--- START ---

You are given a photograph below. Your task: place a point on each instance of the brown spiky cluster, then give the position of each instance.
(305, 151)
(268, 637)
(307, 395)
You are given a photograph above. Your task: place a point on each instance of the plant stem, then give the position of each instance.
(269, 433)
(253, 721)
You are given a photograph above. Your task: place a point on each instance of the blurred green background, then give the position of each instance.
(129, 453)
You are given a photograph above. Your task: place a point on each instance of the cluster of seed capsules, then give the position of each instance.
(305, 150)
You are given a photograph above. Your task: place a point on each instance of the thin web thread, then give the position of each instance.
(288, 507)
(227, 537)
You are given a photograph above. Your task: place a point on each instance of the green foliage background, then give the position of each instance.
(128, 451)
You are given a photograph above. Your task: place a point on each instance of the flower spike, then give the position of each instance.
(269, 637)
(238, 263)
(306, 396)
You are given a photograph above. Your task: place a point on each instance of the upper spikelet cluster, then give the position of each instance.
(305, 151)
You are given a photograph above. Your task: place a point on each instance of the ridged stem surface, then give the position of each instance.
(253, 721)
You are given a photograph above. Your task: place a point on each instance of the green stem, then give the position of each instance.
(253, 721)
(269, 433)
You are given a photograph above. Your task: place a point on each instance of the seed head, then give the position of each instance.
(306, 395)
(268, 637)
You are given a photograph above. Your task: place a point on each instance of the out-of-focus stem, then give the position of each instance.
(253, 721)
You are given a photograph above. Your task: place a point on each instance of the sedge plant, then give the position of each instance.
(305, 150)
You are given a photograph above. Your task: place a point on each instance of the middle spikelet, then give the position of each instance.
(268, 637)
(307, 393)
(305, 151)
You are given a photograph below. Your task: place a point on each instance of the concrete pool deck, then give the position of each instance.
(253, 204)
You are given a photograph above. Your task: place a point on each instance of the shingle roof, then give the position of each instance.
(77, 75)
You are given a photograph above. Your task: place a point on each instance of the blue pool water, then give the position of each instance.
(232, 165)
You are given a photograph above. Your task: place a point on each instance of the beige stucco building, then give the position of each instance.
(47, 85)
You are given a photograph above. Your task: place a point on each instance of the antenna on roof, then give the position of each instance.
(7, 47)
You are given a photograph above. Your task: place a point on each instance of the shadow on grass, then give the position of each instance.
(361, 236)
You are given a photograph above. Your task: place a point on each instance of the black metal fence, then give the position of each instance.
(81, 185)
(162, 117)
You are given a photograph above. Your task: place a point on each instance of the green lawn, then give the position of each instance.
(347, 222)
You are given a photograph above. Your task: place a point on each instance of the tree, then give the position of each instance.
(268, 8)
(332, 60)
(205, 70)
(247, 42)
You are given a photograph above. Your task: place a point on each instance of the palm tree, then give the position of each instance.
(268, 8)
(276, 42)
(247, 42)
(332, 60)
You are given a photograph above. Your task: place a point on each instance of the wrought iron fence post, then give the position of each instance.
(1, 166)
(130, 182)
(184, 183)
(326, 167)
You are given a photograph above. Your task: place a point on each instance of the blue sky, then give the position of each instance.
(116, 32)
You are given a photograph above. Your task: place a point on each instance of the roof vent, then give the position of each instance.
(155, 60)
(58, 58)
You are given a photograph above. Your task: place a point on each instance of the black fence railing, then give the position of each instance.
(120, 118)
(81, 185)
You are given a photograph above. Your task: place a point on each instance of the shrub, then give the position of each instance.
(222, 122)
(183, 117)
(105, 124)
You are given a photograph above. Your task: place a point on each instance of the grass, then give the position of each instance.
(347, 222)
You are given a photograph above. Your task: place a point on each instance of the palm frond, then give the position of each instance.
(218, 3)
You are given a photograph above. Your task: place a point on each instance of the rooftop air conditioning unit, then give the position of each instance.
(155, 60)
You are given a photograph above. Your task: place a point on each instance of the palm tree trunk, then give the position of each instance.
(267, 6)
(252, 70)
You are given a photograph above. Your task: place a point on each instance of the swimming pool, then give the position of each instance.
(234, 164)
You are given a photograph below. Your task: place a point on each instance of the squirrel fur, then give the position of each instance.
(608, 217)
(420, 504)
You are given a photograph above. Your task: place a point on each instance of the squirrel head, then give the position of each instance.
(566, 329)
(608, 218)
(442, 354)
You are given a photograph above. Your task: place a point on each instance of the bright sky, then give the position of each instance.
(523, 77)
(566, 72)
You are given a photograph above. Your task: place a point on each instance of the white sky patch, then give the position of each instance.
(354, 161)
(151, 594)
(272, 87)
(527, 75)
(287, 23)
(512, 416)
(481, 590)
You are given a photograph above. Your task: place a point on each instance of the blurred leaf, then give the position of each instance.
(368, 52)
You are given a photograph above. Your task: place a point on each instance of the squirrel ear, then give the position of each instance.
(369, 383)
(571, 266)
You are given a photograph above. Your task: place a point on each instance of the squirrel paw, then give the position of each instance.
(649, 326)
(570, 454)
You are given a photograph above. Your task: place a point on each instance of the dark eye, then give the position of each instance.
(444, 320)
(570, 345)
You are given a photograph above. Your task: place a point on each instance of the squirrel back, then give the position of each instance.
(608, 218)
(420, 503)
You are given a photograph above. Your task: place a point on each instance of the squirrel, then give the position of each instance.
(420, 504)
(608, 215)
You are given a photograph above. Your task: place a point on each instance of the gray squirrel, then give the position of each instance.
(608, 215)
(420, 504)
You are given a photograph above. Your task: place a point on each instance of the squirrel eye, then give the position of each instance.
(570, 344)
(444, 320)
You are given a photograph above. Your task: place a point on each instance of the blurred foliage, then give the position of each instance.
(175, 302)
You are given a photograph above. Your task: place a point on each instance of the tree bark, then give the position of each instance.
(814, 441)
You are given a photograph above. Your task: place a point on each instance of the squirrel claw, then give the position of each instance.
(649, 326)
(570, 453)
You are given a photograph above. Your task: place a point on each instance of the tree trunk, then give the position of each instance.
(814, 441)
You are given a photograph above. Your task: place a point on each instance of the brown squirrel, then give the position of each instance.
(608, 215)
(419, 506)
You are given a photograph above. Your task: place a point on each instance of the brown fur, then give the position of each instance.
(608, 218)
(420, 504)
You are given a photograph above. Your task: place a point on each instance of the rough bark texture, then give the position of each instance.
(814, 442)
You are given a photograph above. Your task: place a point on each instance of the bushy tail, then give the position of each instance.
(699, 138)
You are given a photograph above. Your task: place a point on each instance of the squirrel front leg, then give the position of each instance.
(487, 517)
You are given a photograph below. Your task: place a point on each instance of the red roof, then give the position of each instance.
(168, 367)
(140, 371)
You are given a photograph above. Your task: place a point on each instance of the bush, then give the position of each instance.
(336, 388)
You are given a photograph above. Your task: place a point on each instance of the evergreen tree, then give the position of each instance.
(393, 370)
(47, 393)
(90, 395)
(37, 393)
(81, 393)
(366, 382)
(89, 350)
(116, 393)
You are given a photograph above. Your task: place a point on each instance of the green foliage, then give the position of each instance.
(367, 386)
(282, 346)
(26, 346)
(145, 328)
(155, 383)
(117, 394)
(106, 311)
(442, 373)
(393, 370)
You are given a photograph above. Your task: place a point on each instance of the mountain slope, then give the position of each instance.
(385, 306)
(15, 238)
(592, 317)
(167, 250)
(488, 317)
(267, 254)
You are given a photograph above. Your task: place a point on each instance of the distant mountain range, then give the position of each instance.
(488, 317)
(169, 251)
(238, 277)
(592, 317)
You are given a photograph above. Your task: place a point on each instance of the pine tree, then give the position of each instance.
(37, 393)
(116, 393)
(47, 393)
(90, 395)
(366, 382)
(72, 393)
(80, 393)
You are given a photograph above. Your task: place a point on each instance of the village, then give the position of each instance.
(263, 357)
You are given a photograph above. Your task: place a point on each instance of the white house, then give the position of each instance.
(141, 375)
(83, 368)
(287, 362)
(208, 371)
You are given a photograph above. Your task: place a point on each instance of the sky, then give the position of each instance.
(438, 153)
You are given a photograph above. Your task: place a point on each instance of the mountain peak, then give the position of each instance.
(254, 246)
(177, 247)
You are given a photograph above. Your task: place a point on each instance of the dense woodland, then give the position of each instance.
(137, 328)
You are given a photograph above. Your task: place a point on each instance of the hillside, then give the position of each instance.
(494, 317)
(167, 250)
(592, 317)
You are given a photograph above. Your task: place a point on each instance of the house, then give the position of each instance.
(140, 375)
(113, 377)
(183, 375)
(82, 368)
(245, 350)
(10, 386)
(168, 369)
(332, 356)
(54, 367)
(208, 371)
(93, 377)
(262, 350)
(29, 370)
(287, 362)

--- END ---

> _TASK GOAL_
Once the line with "hillside, then give the position of each instance." is found, transcribe it and each line after it through the final line of the entries, exactly and only.

> _SOLUTION FOR THIS TASK_
You are given a photograph above. Your task: place a point on each instance of the hillside, then give the position of each instance.
(494, 317)
(167, 250)
(592, 317)
You are given a photograph above. Your task: place a point on each instance of the house, then give the position of each instance.
(140, 375)
(113, 377)
(183, 375)
(82, 368)
(245, 350)
(10, 386)
(168, 369)
(332, 356)
(54, 367)
(208, 371)
(93, 377)
(262, 350)
(29, 370)
(287, 362)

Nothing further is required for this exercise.